» **WHAT YOU WILL DO**
Starting with the line that contains "Target: distant building" and going on through the end of the entries, write out every line again. Shift each point coordinate up by 128, and keep all other wording unchanged.

Start MATERIAL PROVIDED

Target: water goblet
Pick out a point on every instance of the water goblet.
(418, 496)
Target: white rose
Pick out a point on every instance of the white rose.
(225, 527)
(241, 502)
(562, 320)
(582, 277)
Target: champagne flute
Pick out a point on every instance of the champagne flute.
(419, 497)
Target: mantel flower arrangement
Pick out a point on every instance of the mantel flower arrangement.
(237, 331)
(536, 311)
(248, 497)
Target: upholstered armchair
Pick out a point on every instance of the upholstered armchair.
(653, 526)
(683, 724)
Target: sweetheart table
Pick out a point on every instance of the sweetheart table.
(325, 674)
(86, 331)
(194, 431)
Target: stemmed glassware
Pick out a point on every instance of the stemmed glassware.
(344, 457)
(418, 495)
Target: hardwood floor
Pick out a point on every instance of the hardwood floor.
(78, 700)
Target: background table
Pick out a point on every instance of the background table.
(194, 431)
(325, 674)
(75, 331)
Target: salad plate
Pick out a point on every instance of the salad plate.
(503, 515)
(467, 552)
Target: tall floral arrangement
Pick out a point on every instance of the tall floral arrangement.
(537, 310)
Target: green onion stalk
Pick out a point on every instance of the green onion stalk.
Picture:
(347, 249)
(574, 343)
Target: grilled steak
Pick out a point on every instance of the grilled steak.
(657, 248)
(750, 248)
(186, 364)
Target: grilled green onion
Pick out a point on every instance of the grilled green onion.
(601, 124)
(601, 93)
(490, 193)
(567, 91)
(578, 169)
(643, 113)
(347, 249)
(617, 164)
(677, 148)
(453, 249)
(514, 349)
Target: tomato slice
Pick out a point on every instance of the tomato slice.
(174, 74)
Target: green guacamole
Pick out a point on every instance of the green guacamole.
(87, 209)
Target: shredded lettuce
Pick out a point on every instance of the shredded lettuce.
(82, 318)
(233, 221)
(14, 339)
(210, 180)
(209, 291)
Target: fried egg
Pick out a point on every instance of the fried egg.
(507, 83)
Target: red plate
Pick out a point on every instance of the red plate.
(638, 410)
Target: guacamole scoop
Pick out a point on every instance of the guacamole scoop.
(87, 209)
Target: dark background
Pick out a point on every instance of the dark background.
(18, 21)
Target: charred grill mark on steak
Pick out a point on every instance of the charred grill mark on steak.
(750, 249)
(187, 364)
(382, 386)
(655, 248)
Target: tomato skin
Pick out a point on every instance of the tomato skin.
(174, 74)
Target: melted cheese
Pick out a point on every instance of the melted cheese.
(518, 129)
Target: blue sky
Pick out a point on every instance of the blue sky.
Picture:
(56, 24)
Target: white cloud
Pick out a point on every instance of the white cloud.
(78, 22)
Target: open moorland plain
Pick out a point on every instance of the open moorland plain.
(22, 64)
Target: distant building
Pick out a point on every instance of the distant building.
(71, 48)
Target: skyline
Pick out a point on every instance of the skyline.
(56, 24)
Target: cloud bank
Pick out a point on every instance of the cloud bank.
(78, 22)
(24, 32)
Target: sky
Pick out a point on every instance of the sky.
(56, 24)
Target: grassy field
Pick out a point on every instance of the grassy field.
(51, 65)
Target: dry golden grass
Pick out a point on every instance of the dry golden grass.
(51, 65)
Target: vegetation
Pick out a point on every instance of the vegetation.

End MATERIAL PROVIDED

» **TASK OUTPUT**
Target: distant building
Pick out a point on every instance of the distant building.
(199, 176)
Target: skyline
Pick out a point on every instance of the skyline.
(184, 152)
Target: cloud bank
Pick out a point on every instance of the cloud bank.
(206, 150)
(152, 160)
Target: sky
Pick out a point on every instance of the sky.
(184, 152)
Target: grassy field
Pick out a point on every instance of the grassy field.
(179, 193)
Target: dry golden grass
Pick out a point on every instance of the dry golden grass.
(179, 193)
Target: vegetation
Pick out a point on every instance of the vegetation.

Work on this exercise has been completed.